(What the task asks):
Line by line, output the entries below exactly as they appear.

[Point localization data]
____________

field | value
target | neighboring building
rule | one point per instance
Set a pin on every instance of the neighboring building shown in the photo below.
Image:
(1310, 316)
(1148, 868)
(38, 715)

____________

(Response to the exercise):
field | value
target | neighboring building
rule | one point per instance
Set a pin on every instance of the neighboring building shown in the photo below.
Image:
(1310, 316)
(1148, 868)
(38, 715)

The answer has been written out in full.